**What is required**
Rewrite the rows from the start through the line that contains "[405,395,440,426]", both ends included. Keep the requests unchanged, multiply every bounding-box coordinate in the answers by 2.6 with results rounded to whole numbers (halves up), and leave out the pictures.

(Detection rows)
───
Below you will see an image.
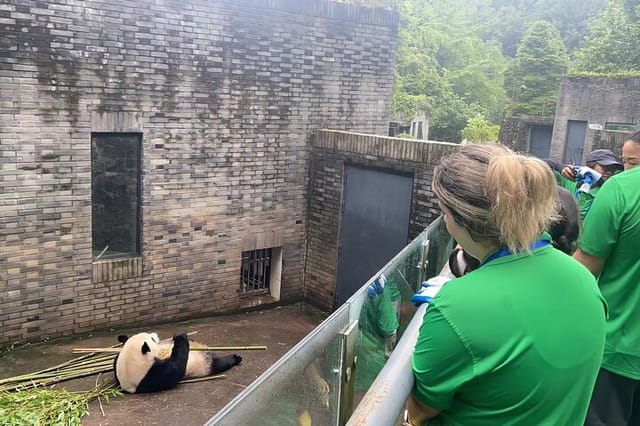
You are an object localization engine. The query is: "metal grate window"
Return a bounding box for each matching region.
[240,248,271,294]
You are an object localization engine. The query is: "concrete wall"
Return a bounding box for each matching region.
[0,0,397,345]
[550,77,640,162]
[305,130,460,309]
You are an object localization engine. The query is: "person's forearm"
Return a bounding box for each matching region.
[405,395,440,426]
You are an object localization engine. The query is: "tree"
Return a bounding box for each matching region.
[462,115,500,143]
[574,0,640,73]
[392,0,506,141]
[506,21,569,115]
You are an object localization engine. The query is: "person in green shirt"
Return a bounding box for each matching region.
[407,144,606,426]
[355,275,400,392]
[574,132,640,425]
[546,149,623,220]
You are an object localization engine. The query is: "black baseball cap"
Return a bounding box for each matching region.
[587,149,624,169]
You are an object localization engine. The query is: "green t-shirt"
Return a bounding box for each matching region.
[578,168,640,380]
[553,170,600,220]
[355,285,399,391]
[412,241,606,426]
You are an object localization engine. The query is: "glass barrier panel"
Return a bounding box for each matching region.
[350,218,453,405]
[206,304,349,426]
[207,217,453,426]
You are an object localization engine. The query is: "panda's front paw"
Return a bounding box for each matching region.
[173,333,189,344]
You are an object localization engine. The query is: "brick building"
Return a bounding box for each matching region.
[0,0,408,344]
[550,77,640,164]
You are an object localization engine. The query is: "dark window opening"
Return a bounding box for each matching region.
[240,248,272,294]
[604,123,636,132]
[91,133,142,260]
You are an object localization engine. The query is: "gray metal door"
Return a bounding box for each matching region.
[562,120,587,164]
[336,166,413,306]
[529,124,553,158]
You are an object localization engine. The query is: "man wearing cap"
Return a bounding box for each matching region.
[547,149,624,220]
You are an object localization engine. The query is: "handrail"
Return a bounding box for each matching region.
[347,303,427,426]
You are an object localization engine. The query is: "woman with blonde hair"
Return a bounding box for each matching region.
[406,144,606,425]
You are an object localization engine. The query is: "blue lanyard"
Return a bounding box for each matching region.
[480,240,549,266]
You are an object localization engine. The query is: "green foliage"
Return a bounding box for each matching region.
[0,387,122,426]
[396,133,415,139]
[462,115,500,143]
[392,0,640,142]
[574,0,640,73]
[392,0,506,141]
[507,21,569,115]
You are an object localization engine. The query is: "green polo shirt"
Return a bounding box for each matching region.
[355,286,399,391]
[412,241,606,426]
[553,170,600,220]
[578,168,640,380]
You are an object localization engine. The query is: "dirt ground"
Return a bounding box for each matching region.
[0,304,327,426]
───
**Response for this exercise**
Below you will see an image.
You are an object localization engine. The query is: "metal grate window"
Return a bounding box for each matching region.
[624,645,705,764]
You are an object localization engine. The query is: "concrete wall"
Return a bounding box for each matching region.
[0,0,1032,897]
[1430,200,1664,421]
[793,338,1196,803]
You are an object localization engine. The query is: "person's forearm"
Return a bounding box for each matching region.
[1053,1027,1144,1108]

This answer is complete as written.